* Task instructions *
Return a faithful copy of all the entries, omitting the images.

* Record extracts *
* * * * * * * * *
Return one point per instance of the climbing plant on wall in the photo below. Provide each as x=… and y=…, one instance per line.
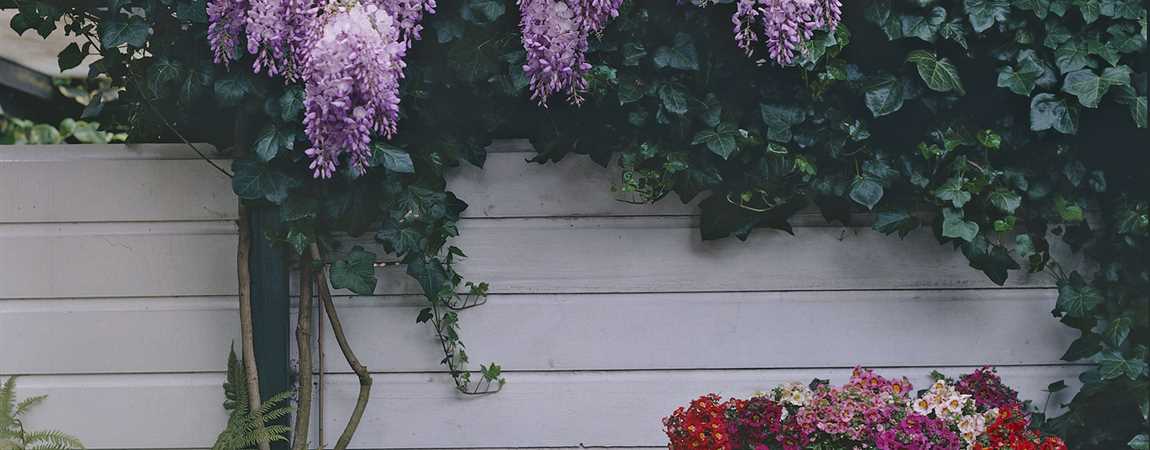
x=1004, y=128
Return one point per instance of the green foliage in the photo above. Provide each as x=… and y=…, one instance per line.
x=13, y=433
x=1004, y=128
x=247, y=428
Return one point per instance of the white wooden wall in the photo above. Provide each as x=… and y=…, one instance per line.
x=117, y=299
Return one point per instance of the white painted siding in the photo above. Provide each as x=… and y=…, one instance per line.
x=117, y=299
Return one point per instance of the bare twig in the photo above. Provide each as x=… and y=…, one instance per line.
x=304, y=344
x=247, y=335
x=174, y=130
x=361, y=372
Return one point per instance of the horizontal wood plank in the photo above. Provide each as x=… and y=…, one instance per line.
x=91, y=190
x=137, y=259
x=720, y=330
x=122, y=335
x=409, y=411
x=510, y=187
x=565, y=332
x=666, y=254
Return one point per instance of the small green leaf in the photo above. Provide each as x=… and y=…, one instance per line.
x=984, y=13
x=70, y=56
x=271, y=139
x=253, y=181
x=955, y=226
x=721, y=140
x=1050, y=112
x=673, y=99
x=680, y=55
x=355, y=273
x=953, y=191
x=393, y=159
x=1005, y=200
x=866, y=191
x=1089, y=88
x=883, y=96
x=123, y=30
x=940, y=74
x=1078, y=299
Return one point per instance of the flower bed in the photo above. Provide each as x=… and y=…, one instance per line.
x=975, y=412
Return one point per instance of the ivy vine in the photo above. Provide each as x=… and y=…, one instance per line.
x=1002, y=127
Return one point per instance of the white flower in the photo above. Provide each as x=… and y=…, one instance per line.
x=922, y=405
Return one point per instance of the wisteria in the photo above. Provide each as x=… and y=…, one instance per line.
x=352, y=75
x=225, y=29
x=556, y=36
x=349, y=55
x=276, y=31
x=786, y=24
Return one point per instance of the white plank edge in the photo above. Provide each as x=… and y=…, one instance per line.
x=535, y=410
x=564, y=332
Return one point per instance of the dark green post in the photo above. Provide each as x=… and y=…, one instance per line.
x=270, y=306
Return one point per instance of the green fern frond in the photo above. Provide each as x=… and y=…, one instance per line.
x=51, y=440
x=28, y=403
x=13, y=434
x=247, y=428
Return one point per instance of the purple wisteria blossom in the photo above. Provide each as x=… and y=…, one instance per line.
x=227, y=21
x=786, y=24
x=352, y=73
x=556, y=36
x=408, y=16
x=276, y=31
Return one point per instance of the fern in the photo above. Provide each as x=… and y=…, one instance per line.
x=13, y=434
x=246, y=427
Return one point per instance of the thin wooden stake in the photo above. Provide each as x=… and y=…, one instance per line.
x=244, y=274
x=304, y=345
* * * * * * * * *
* Solution for this task *
Return one point per instance of the climbing plant on wall in the photo below. Provide each as x=… and y=…, one instance per line.
x=1004, y=128
Return one point per instance of the green foliage in the photo above. Provide each as x=… and y=…, one instance per line.
x=13, y=433
x=1004, y=128
x=247, y=428
Return one point per instance of the white wooden wall in the photo above. Provide each as x=… and y=…, one instance per line.
x=117, y=299
Return one point per instance of the white painted siding in the photo above. Provide each as x=… and y=…, one instance per line.
x=117, y=299
Return one point per instance of the bare twig in the photo above. Provide each as x=… and y=…, one instance per line.
x=304, y=344
x=247, y=335
x=174, y=130
x=361, y=372
Return one point per instance of the horizontal wood plank in the photo above. Provide each as x=… and y=…, one instance per line.
x=91, y=190
x=137, y=259
x=720, y=330
x=122, y=335
x=409, y=411
x=510, y=187
x=565, y=332
x=666, y=254
Return one point per instance of the small green leaf in the photo above. Provide each as x=… and y=…, one instance per line.
x=984, y=13
x=70, y=56
x=271, y=139
x=253, y=181
x=955, y=226
x=721, y=140
x=1050, y=112
x=673, y=99
x=680, y=55
x=355, y=273
x=953, y=191
x=393, y=159
x=1005, y=200
x=866, y=191
x=1089, y=88
x=883, y=96
x=123, y=30
x=940, y=74
x=1078, y=299
Return one point per instance of the flower bed in the photo above. Provide each as x=… and y=…, one instance per line.
x=975, y=412
Return one point per instance of the ivy vine in the photo above. Provide each as x=… and y=…, one instance per line.
x=1002, y=127
Return one point per instance of the white flower in the photo above. Provide each as x=… and y=…, one instance per line.
x=922, y=405
Return one point per instance of the wisteria in the photo above. Provide each as x=… and y=…, one instance per line.
x=352, y=75
x=225, y=29
x=556, y=36
x=349, y=55
x=276, y=31
x=786, y=24
Return one point per instance of the white plank edge in the photo above. Provide each as x=… and y=…, one instance per line.
x=535, y=410
x=564, y=332
Return one point per instance of the dark green post in the photo above. Provide each as x=… and y=…, one instance per line.
x=270, y=306
Return one point per instance of the green fern frond in the photo above. Provide each as x=… and y=…, one instance per line.
x=51, y=440
x=28, y=403
x=13, y=434
x=247, y=428
Return one point per instance of the purple wisteria blossom in the photo above. Provide each as x=… and y=…, one instance per line.
x=227, y=21
x=786, y=24
x=352, y=73
x=556, y=36
x=408, y=16
x=276, y=31
Return one point per instance of the fern in the photo above. Provide each as x=… and y=…, one instance per line.
x=13, y=434
x=246, y=427
Return one point per instance of the thin wooden stake in the photo above. Provide each as x=… and y=…, one instance per line.
x=244, y=274
x=304, y=345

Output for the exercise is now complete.